#### [Problem details]
Rewrite each of the items below, replacing "instance" with "occurrence" everywhere it appears and leaving all other text unchanged.

#### [Data section]
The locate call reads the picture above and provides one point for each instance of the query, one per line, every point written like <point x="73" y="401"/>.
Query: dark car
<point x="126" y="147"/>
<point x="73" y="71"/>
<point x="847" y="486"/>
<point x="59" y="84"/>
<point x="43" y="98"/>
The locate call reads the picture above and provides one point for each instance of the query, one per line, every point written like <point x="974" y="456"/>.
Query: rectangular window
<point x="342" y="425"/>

#### [Written answer]
The locate call reads the picture above and provides one point for each occurrence of the query, one per line, every point written like <point x="73" y="401"/>.
Query: dark car
<point x="126" y="147"/>
<point x="73" y="71"/>
<point x="847" y="486"/>
<point x="59" y="84"/>
<point x="43" y="98"/>
The locate call reads the picture above and provides one point for each occurrence of the query, one per line, every point written like <point x="974" y="456"/>.
Query: rectangular window
<point x="342" y="425"/>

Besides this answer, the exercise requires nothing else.